### Written task
Please repeat the material below without changing a single character.

### Data to process
* Start *

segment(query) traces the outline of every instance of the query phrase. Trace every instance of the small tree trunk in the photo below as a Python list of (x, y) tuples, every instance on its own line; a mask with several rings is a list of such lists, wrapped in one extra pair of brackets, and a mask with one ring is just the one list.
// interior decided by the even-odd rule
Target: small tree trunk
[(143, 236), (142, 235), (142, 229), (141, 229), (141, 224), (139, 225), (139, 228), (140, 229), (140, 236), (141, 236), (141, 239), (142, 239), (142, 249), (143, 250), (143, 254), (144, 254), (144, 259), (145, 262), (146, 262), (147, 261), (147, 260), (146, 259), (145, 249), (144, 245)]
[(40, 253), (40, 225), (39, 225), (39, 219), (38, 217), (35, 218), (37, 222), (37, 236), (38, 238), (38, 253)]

* End *

### Correct response
segment(query) traces the outline of every instance of the query phrase. Trace every instance of the small tree trunk in the photo below as a Python list of (x, y) tuples, every instance on its own line; a mask with several rings is a list of such lists, wrapped in one extra pair of brackets, and a mask with one ring is just the one list.
// interior decided by the even-odd rule
Target: small tree trunk
[(143, 236), (142, 235), (142, 229), (141, 229), (141, 224), (139, 225), (139, 228), (140, 229), (140, 236), (141, 236), (141, 239), (142, 239), (142, 249), (143, 250), (143, 254), (144, 254), (144, 259), (145, 262), (146, 262), (147, 261), (147, 260), (146, 259), (145, 249), (144, 245)]
[(40, 253), (40, 225), (39, 225), (39, 219), (38, 217), (35, 218), (37, 222), (37, 236), (38, 238), (38, 253)]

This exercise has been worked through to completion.